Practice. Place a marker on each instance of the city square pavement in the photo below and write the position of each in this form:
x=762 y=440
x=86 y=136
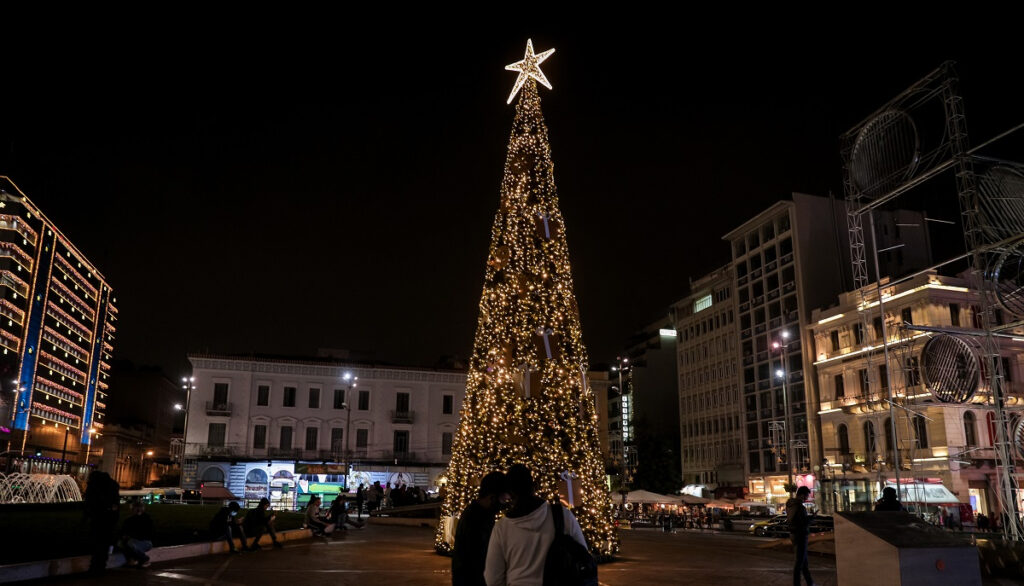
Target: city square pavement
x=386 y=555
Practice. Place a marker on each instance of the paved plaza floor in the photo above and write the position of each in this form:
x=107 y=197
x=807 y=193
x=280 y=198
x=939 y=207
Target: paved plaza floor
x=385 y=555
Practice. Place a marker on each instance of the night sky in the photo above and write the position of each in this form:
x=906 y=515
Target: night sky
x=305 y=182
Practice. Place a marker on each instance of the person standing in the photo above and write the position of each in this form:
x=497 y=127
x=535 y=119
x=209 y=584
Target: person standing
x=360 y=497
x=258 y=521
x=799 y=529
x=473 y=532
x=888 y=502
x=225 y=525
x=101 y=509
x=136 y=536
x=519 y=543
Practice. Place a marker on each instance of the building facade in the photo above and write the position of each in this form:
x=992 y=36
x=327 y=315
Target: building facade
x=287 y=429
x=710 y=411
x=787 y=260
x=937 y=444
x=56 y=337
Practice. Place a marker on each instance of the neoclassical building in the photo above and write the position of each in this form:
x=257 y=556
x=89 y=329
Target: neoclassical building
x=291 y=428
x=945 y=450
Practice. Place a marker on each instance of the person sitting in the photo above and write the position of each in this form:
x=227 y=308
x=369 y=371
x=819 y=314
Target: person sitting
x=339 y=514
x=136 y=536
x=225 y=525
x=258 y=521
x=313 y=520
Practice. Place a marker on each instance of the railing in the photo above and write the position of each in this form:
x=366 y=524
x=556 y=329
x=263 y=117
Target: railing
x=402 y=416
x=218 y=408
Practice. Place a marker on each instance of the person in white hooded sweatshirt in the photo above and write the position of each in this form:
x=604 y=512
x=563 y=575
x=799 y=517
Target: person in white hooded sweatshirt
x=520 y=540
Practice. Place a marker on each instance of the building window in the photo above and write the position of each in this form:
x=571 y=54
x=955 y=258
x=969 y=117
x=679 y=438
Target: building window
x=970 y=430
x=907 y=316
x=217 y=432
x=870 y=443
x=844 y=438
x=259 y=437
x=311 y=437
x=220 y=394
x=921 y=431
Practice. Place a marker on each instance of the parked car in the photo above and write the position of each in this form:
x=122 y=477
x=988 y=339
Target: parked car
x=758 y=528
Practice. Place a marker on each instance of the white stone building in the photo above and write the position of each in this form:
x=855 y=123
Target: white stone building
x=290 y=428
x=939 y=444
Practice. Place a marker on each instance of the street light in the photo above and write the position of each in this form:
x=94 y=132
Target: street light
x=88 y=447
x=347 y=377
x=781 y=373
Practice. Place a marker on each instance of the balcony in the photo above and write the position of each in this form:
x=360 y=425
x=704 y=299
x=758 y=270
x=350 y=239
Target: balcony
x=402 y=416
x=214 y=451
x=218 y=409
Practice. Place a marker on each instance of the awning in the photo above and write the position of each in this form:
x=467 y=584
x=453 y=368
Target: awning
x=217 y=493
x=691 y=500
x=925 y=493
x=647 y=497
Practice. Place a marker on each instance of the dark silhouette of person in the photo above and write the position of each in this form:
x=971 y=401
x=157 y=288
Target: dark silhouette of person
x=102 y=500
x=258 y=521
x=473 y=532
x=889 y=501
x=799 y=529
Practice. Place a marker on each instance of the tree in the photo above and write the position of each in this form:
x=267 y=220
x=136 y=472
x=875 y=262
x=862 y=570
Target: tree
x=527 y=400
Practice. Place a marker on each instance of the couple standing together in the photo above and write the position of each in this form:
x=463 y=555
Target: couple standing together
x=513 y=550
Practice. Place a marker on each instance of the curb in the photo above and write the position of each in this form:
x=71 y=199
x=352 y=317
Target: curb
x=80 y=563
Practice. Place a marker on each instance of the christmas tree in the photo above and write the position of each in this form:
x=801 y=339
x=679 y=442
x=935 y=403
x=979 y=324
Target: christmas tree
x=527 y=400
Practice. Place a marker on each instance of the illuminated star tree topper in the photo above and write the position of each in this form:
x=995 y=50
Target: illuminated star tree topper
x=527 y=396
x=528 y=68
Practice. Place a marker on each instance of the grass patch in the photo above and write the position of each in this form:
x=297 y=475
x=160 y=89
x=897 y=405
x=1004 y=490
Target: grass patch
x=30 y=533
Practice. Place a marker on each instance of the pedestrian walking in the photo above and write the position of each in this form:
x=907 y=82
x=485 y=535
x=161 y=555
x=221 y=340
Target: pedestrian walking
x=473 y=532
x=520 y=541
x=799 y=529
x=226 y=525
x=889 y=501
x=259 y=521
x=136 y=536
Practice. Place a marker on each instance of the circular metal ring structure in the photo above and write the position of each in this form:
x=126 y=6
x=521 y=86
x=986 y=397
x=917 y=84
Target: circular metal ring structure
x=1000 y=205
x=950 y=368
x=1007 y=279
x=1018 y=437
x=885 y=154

⁂

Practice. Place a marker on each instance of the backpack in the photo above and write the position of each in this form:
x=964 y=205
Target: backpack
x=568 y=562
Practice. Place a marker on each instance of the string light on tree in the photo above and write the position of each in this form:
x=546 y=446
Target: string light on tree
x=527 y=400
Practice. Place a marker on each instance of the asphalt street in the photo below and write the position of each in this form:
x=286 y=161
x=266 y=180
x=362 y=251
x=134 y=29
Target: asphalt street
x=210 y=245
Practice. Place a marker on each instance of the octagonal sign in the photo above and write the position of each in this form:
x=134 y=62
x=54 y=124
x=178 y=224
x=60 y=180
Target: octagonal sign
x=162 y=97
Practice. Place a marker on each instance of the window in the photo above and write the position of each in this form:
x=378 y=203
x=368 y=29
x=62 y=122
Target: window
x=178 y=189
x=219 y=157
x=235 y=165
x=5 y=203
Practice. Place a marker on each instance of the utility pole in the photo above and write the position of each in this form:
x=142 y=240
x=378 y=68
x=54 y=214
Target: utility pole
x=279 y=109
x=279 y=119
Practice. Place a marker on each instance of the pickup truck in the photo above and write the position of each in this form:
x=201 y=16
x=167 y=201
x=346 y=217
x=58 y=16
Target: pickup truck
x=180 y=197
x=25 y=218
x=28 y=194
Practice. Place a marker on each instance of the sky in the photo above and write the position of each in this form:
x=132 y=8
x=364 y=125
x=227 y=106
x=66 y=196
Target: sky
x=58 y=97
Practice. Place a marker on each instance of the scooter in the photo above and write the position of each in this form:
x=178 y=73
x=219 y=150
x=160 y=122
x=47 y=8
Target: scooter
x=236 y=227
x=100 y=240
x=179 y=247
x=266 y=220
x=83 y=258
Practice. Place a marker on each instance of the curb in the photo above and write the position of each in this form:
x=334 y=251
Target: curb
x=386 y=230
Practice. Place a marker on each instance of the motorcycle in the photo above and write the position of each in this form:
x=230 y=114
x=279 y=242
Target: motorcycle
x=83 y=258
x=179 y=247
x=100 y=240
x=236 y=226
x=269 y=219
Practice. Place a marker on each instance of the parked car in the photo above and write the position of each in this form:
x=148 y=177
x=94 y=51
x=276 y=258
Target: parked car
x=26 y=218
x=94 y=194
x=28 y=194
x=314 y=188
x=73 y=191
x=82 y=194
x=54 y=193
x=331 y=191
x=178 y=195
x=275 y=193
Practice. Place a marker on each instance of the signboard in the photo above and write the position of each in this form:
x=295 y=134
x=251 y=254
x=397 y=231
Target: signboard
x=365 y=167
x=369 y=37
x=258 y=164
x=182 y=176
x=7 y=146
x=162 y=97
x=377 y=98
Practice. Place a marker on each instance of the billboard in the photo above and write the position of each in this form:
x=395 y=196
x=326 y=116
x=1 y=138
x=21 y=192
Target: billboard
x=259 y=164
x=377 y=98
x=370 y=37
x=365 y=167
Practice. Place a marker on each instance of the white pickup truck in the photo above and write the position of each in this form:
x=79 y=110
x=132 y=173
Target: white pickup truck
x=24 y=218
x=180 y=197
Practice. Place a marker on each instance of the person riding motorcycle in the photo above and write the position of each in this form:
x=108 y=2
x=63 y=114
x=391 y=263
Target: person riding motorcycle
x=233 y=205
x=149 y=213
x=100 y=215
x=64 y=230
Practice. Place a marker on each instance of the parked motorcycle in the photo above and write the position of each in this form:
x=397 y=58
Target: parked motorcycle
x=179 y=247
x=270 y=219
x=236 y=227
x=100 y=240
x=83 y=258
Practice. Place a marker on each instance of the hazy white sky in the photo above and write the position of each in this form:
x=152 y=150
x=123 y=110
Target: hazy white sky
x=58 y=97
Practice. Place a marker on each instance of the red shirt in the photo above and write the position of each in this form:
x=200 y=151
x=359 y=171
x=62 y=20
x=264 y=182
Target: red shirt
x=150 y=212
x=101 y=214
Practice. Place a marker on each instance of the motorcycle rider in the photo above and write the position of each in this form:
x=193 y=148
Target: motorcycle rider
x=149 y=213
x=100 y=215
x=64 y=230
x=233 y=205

⁂

Pull together every line in the data above that contains the word "neoclassical". Case counts.

Result for this exercise —
Practice. Place a marker on each instance of the neoclassical building in the photo above and write the position of each in this form:
Target: neoclassical building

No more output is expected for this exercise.